#### [REQUIREMENTS]
Could you repeat, word for word, every line from the one containing "put a marker on the man's face" through the final line of the records below, and nothing else?

Items from a dataset:
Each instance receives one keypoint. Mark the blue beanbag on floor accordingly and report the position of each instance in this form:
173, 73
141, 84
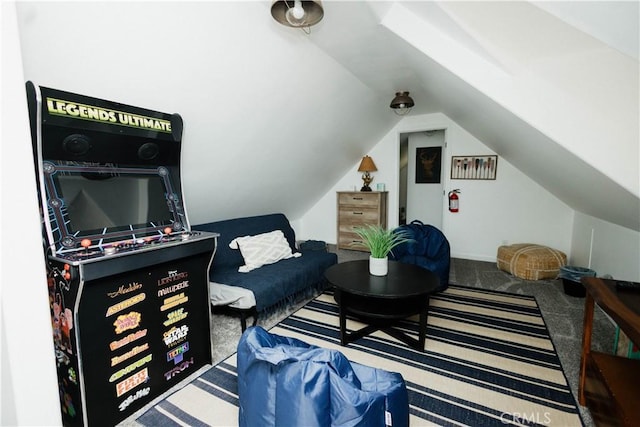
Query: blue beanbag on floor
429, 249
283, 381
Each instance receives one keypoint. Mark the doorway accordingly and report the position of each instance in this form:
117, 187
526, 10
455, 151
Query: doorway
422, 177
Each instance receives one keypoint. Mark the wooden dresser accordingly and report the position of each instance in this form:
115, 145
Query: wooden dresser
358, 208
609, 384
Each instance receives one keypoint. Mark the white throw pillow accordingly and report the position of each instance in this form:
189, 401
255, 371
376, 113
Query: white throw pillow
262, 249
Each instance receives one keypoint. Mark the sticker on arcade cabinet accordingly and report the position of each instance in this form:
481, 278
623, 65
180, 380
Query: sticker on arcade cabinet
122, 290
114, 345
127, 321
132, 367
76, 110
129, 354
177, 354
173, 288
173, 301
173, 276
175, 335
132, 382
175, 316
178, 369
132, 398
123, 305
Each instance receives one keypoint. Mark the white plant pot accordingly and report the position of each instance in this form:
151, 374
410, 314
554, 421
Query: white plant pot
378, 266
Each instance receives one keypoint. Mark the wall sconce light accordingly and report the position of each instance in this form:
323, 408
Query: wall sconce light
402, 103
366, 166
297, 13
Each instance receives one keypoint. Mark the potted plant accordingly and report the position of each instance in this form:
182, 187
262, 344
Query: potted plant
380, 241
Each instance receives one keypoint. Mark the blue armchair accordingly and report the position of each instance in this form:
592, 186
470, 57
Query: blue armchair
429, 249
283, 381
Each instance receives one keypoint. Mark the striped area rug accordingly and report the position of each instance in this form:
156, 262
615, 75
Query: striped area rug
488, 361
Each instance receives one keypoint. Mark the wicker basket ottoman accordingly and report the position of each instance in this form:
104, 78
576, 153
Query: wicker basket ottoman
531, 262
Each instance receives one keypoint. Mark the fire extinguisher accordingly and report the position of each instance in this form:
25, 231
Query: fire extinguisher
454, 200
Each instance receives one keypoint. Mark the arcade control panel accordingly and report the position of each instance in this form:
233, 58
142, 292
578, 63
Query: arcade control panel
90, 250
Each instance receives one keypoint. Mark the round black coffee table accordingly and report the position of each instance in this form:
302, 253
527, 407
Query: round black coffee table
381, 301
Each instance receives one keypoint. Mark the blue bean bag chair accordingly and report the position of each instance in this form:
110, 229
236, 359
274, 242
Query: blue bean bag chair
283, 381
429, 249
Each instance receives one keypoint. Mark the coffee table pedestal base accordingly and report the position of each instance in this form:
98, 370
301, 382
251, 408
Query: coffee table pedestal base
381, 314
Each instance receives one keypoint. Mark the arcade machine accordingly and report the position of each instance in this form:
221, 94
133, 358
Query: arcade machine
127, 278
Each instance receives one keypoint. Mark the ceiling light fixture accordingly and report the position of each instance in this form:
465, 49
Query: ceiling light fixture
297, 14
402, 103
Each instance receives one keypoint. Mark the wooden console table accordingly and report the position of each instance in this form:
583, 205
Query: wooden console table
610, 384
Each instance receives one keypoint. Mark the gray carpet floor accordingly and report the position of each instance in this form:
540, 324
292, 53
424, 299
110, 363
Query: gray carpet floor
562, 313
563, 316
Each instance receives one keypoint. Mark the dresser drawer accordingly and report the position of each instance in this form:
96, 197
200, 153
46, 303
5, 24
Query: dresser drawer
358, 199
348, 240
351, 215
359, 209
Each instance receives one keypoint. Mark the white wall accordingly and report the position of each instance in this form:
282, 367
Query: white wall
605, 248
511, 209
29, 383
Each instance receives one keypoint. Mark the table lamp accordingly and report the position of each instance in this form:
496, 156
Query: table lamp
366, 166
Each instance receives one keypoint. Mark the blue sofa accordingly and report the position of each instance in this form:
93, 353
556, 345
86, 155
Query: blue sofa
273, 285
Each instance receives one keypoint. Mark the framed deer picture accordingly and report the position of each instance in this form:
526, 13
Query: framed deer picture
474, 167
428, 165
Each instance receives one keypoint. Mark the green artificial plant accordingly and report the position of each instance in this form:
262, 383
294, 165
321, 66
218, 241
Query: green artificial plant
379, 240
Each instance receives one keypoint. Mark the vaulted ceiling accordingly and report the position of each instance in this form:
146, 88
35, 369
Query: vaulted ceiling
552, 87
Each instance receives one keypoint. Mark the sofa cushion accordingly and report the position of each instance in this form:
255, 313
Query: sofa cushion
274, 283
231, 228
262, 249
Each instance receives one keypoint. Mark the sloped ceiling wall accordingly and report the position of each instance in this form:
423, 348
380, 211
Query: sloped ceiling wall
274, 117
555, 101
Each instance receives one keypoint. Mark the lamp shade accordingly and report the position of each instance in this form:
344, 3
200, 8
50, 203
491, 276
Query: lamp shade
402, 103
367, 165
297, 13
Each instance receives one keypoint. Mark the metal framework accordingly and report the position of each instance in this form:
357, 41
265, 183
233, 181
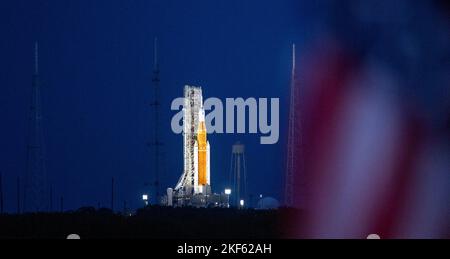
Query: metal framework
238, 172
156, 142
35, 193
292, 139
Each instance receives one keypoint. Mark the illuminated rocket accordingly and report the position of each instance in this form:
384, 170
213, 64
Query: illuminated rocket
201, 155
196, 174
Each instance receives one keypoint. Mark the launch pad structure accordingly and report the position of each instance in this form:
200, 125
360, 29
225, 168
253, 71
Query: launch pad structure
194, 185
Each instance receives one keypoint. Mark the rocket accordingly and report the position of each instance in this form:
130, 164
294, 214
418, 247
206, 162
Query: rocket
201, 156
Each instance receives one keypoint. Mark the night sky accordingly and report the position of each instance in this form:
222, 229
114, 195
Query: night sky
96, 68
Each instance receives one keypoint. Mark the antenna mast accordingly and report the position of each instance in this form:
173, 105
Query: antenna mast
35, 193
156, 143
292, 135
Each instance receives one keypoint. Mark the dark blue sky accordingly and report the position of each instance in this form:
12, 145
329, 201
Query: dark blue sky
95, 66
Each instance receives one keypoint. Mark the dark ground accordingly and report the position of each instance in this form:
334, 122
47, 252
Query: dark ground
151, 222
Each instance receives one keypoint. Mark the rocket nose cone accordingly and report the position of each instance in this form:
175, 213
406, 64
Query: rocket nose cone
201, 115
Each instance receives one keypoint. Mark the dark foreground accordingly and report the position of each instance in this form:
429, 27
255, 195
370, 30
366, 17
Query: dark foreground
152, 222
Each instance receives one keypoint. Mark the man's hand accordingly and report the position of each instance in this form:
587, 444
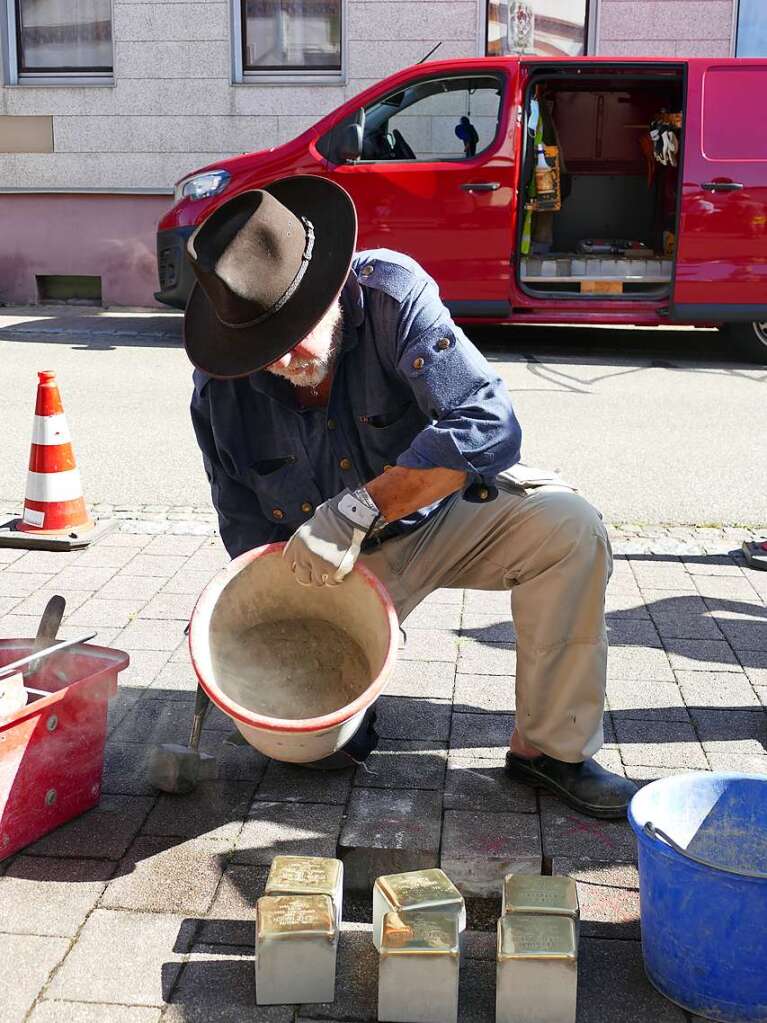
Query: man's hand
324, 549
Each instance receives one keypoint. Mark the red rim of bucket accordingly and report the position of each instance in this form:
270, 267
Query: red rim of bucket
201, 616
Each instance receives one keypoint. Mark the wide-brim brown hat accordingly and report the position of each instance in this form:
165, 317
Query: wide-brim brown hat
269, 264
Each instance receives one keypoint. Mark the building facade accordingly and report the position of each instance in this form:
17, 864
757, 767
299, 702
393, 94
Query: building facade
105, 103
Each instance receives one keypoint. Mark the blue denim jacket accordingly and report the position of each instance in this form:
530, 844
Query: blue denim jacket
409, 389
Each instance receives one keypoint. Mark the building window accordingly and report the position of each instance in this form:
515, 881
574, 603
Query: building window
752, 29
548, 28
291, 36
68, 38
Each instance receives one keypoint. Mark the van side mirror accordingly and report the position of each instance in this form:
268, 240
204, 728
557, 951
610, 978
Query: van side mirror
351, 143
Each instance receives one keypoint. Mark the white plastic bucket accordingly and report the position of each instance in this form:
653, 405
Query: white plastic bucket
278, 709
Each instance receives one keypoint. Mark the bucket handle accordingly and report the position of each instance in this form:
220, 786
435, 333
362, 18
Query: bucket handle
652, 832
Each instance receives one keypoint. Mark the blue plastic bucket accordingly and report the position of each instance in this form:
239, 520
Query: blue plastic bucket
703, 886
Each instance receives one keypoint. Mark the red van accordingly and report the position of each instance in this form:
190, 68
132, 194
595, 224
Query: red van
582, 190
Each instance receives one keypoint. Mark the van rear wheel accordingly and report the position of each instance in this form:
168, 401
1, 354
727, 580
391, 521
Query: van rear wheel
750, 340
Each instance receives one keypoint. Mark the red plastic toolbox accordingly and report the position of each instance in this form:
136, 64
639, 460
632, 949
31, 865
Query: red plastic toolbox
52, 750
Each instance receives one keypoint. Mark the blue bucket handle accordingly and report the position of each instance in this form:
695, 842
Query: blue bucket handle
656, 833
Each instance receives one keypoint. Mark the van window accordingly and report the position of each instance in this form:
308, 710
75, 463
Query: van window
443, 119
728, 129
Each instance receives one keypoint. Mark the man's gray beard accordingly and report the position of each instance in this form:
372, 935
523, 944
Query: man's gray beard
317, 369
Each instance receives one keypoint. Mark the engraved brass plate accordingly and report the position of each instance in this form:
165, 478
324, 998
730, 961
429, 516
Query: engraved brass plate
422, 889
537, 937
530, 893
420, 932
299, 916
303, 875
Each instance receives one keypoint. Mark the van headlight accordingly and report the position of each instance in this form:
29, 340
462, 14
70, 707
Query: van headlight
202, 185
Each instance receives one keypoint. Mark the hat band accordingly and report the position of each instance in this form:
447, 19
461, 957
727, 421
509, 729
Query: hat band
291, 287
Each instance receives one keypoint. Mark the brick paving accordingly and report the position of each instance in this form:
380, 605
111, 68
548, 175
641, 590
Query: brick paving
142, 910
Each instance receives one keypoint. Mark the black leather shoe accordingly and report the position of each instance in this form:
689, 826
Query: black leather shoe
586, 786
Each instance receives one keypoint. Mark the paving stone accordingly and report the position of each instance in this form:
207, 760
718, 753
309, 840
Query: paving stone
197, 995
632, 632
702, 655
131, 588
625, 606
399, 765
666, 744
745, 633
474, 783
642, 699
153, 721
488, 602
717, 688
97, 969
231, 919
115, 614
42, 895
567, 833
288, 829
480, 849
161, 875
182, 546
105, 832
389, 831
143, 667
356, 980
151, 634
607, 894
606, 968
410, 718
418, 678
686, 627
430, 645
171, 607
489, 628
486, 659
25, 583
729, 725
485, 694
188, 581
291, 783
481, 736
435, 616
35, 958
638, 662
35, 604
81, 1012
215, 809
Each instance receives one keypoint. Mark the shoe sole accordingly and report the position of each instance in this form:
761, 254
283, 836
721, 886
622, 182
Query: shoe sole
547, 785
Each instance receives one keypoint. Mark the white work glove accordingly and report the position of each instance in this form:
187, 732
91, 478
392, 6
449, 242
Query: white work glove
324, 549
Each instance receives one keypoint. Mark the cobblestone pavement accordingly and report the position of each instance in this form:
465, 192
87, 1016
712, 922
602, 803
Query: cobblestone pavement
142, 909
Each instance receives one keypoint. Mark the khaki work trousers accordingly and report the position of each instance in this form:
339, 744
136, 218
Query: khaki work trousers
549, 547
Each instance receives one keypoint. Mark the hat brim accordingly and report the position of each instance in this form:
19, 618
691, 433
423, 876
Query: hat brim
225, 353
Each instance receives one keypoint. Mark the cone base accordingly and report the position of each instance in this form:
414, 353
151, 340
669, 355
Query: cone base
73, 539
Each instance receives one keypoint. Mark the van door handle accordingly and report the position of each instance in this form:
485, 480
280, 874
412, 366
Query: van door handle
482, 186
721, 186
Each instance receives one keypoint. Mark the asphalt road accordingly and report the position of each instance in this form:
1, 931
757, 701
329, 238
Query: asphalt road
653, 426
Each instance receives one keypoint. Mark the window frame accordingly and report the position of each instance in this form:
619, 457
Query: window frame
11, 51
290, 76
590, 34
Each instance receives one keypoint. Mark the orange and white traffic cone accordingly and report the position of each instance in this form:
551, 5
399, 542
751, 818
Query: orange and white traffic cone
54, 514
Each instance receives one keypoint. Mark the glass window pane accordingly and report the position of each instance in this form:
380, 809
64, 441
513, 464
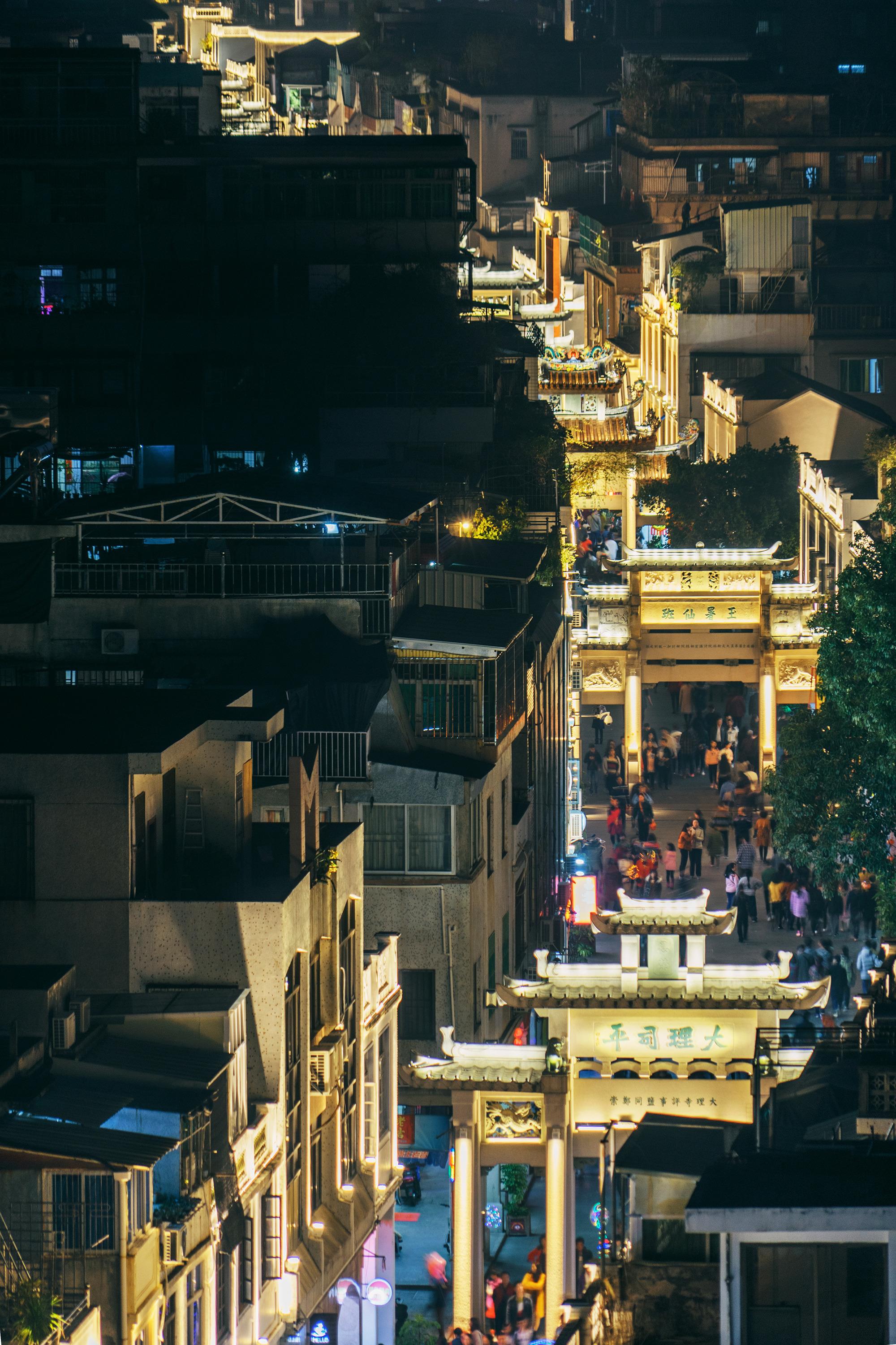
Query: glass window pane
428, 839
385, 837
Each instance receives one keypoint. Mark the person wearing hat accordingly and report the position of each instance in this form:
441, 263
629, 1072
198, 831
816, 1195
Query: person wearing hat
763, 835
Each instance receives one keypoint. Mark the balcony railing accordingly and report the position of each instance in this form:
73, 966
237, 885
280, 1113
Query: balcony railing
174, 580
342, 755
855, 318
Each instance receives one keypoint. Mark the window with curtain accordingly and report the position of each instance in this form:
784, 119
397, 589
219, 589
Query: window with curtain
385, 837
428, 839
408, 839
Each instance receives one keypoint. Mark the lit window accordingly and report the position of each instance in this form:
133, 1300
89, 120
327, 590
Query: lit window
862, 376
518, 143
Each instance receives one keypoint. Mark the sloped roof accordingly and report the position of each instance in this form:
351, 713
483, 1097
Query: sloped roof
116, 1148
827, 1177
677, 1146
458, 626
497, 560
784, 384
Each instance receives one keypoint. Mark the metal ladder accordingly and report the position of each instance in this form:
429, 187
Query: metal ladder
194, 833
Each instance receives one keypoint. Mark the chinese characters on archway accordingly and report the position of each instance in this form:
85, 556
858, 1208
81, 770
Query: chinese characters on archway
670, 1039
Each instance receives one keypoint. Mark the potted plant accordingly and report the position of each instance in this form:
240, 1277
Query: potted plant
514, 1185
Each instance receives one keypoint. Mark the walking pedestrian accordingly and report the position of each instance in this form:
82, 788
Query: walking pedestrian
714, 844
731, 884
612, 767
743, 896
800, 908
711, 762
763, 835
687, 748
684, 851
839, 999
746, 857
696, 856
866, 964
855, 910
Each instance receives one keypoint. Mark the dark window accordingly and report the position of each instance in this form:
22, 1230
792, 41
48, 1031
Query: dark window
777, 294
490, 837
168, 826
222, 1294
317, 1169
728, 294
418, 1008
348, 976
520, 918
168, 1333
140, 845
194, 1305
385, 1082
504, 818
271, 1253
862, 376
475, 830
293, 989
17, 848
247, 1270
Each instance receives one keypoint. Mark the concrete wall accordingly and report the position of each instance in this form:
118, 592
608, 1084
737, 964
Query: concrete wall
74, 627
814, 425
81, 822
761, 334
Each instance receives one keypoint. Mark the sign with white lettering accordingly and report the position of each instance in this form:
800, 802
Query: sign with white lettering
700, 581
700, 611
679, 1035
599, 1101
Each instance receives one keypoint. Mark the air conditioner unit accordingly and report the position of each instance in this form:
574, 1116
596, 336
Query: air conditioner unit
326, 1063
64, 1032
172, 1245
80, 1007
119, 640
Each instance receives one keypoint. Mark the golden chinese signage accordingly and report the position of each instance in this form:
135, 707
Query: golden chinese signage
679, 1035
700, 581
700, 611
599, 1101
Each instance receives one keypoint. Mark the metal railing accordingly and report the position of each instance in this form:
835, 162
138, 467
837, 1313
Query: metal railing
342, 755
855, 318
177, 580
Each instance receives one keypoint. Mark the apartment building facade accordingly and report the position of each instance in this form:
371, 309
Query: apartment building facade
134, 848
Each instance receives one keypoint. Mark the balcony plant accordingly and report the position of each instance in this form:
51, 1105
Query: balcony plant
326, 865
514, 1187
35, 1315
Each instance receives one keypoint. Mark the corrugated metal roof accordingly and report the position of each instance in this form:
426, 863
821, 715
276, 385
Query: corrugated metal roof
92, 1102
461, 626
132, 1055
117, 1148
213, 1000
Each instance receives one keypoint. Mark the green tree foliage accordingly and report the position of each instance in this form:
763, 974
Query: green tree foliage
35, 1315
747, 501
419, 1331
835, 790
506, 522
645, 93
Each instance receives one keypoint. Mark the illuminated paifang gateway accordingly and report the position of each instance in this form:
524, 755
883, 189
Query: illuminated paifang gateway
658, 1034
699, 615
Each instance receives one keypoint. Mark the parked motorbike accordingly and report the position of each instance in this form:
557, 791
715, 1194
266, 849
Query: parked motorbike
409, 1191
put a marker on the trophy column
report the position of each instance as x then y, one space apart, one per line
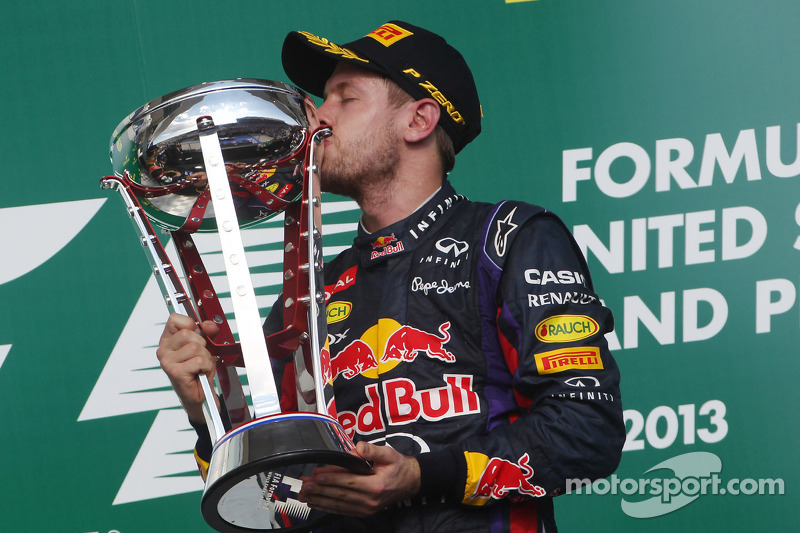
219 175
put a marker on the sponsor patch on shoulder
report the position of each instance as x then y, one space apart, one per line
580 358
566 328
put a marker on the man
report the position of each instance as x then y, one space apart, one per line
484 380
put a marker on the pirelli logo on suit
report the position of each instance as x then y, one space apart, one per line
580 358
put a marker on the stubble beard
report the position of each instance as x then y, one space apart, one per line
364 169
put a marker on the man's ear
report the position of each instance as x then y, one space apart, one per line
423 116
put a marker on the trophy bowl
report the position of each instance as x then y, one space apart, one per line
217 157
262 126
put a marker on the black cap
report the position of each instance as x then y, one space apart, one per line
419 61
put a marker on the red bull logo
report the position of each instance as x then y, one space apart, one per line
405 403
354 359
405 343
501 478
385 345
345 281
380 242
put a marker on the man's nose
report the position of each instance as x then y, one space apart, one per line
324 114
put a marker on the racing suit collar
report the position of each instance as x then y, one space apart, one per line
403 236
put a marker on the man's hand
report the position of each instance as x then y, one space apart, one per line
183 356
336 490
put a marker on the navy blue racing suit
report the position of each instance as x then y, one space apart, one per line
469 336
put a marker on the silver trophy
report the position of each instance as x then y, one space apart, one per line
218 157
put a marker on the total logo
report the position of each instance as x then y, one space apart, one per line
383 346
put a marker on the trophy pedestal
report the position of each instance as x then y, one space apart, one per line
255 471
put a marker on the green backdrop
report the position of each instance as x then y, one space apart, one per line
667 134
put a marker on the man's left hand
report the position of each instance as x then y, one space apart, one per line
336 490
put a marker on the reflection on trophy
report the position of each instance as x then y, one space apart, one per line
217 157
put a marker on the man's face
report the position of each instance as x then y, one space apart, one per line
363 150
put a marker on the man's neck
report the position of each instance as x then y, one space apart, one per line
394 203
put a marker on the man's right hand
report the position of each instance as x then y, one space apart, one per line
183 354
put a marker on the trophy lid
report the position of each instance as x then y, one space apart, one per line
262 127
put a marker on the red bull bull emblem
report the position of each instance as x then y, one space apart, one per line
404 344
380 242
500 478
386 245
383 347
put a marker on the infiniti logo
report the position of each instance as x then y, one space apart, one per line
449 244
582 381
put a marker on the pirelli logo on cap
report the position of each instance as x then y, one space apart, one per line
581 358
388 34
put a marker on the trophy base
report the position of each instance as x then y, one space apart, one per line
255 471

#### [OUTPUT FOR THIS EXERCISE]
put a marker on the man's face
report the position of each instance as x then y, one space apart, one per line
363 150
put a marker on the man's neck
report the position of each instance as x then y, one space apart, one per line
394 203
put a marker on the man's right hand
report the position of each instance as x then y, one space apart, one per line
183 354
put a marker on the trophy lid
report the position of each instance as x then y, one space apart, one per line
262 127
put a marker on the red bull bull emblem
report the position of each instance as x then y, one space apart, one per line
404 344
380 242
500 478
386 245
383 347
put a marker on the infiniti logo
report the position of each instance as x then y, one space apart, one per line
449 244
582 381
put a marker on the pirelli logo on cap
report the position of each instance as x then y, one space apart, one per line
581 358
388 34
put a marker on the trophy base
report the position of each instance as x then y, one space apart, one per line
255 471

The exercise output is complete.